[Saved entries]
============================================================

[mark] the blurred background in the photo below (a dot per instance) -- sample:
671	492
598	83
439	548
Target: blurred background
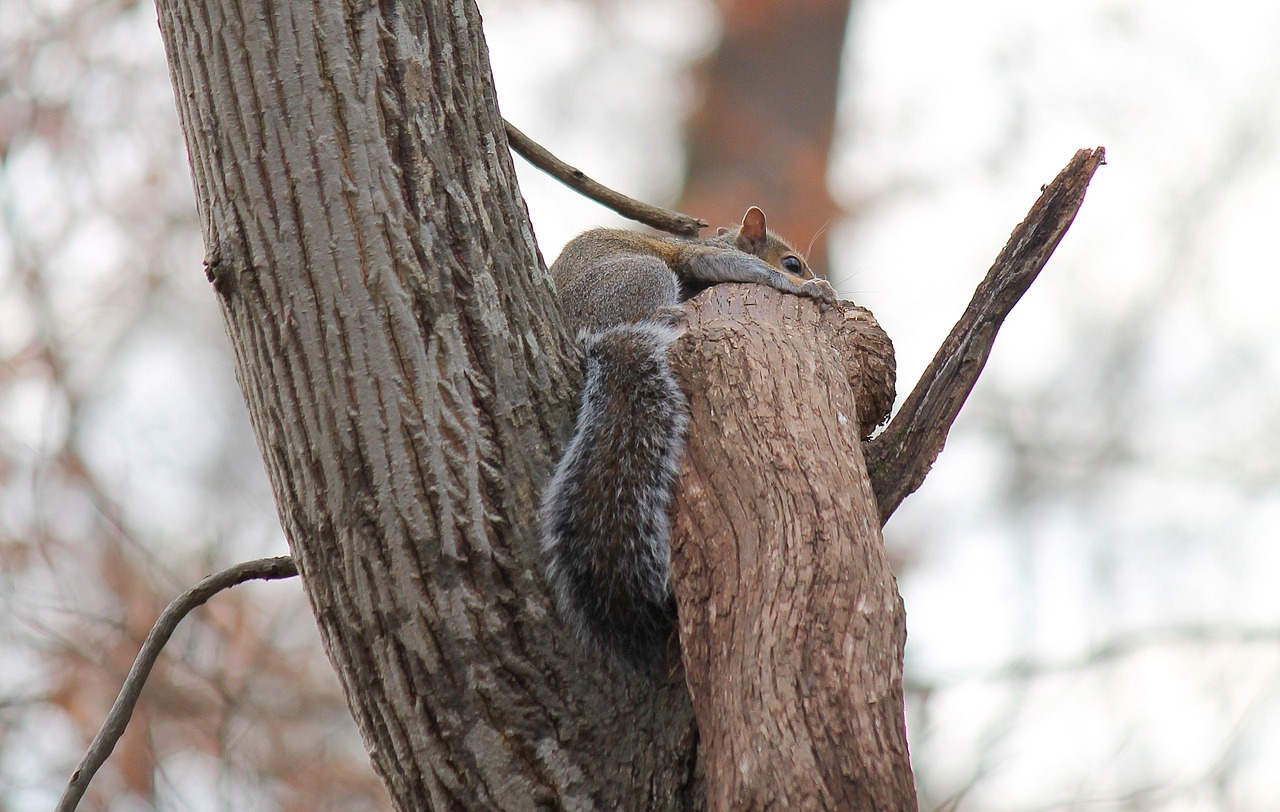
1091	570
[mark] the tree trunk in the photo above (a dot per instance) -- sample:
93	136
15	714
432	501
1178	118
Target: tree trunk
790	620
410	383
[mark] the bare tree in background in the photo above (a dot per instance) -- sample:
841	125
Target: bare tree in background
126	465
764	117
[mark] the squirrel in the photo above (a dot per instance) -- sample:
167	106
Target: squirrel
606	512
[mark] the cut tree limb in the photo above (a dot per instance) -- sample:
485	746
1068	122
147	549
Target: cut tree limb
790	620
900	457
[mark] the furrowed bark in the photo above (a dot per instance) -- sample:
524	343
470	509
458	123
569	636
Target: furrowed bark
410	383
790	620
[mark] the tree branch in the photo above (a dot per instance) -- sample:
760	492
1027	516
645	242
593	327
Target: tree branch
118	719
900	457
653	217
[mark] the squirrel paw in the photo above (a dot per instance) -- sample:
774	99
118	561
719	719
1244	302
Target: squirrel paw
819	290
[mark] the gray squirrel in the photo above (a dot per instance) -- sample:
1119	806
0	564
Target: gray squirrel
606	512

============================================================

Work task:
Lines from the one containing "[mark] the gray" through the last line of the data above are the only output wanted; restate them exactly.

Final answer:
[mark] the gray squirrel in the photo above (a dot per instance) -- sample:
1119	806
0	564
Target: gray squirrel
606	512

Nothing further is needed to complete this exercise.